- PROVIDED TEXT
My FIL's father could not handle the stress, apparently, of taking care of 6 young children by himself...so he abandoned the kids.
My FIL's siblings were divided up among various relatives in different states. But my FIL and one of his brothers were sent to a foster home in Massachusetts.
So, at 3 yrs old, he and his younger brother were taken to a strange place - a farm - and left along with 8 other foster boys already at the farm.
The foster couple, a farmer and his wife, were paid by the state to raise these 10 boys.
They were both alcoholics, as well as sadistic people.
The farmer had a cane, which accompanied him everywhere as he had a bum leg. He used it often to beat the boys across their backs and cracked them over their skulls for most minor of infractions.
The farmers wife was no better. She wailed on the boys seemingly for fun. My FIL told of a time where he questioned something she said and she responded by striking him with a backhand blow across the face, bloodying his nose.

- STATED EXERCISE 1
Translate this sentence from the foster-home account into Spanish: "The foster couple, a farmer and his wife, were paid by the state to raise these 10 boys."
- STATED EXERCISE 2
Answer these questions from the foster-home account:
(a) In which state was the foster home?
(b) How old was the father-in-law when he was taken to the farm?
(c) Why did the farmer carry a cane everywhere?

- DATASET RECORDS
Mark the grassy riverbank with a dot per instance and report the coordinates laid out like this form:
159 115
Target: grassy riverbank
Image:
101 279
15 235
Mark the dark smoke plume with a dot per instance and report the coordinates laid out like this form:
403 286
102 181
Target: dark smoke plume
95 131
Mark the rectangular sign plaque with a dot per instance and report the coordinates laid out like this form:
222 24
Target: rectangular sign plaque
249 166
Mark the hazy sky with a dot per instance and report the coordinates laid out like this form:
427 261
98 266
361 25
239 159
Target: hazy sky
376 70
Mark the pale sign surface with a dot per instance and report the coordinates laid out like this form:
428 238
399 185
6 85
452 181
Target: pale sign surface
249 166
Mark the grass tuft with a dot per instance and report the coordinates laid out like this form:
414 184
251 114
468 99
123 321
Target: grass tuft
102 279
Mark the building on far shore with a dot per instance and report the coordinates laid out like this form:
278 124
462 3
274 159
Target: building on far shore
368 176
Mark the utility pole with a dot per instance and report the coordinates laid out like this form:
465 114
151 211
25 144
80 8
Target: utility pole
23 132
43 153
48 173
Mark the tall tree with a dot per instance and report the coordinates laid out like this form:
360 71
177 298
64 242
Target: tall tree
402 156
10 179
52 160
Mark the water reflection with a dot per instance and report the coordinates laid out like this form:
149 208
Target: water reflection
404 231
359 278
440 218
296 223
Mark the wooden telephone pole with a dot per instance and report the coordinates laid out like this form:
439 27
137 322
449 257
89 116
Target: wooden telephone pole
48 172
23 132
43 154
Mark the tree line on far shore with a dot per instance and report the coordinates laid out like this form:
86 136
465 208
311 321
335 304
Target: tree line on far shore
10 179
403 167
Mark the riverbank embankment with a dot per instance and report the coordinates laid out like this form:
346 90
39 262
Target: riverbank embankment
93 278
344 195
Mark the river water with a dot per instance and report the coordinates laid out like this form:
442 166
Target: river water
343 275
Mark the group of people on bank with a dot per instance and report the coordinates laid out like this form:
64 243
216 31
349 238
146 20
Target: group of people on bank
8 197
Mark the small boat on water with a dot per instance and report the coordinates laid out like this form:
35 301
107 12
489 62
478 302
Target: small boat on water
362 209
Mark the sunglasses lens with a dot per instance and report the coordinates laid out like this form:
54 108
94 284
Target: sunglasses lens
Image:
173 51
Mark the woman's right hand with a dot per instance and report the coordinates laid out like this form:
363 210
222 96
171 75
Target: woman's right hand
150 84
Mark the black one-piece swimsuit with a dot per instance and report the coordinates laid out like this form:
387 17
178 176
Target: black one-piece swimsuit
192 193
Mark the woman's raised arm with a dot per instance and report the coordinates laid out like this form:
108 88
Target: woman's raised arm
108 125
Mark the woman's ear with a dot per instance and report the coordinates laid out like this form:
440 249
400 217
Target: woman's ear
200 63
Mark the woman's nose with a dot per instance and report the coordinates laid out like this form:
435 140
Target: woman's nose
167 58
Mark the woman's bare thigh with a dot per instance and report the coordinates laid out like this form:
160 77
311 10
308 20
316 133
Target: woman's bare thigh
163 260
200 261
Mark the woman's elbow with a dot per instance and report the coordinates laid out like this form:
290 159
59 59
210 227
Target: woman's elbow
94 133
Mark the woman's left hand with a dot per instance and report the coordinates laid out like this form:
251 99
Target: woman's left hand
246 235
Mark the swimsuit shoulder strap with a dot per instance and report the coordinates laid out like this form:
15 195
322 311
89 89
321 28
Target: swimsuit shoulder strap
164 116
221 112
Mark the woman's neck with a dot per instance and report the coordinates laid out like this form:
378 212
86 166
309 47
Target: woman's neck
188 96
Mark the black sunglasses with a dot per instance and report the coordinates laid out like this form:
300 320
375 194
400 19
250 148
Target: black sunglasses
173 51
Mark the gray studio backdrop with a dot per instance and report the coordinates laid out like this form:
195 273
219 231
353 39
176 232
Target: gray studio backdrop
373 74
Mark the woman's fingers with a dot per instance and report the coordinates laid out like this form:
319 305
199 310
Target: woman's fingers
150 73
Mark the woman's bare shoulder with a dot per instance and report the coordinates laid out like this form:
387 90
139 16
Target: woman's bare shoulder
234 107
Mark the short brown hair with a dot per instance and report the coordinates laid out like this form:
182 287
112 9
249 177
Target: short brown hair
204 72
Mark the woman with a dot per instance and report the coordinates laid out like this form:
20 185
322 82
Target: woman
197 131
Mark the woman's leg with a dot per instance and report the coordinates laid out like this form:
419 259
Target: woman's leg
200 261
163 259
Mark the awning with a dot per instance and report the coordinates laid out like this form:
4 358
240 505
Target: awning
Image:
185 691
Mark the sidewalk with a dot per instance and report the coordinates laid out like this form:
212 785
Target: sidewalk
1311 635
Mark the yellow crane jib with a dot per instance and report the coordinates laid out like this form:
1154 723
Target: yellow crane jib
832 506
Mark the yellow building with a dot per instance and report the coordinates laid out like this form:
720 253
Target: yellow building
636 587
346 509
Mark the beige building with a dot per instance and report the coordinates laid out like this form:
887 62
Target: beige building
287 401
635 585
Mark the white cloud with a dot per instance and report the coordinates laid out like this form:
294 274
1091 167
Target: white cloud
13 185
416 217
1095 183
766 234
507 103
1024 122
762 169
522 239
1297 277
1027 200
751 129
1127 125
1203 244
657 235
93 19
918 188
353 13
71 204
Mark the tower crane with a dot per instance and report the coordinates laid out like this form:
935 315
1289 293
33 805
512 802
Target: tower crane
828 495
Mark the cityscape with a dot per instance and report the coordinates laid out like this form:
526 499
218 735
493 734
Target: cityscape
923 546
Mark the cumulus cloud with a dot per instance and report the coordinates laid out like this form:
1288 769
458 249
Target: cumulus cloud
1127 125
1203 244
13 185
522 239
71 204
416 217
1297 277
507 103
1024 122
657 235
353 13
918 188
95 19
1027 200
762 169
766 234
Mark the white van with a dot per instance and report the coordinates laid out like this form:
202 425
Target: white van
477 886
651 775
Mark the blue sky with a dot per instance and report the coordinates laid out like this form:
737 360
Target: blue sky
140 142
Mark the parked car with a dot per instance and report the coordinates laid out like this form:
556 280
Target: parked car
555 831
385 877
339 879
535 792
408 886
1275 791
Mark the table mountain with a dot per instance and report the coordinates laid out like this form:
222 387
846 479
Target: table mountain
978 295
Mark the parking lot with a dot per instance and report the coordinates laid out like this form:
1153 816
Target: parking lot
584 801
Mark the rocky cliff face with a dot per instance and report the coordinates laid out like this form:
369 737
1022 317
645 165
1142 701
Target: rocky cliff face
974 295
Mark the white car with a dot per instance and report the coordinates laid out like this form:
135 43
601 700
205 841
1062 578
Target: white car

- COMPLETE RESPONSE 1
La pareja de acogida, un granjero y su esposa, recibía dinero del estado para criar a estos 10 chicos.

- COMPLETE RESPONSE 2
(a) Massachusetts
(b) 3 years old
(c) He had a bum leg.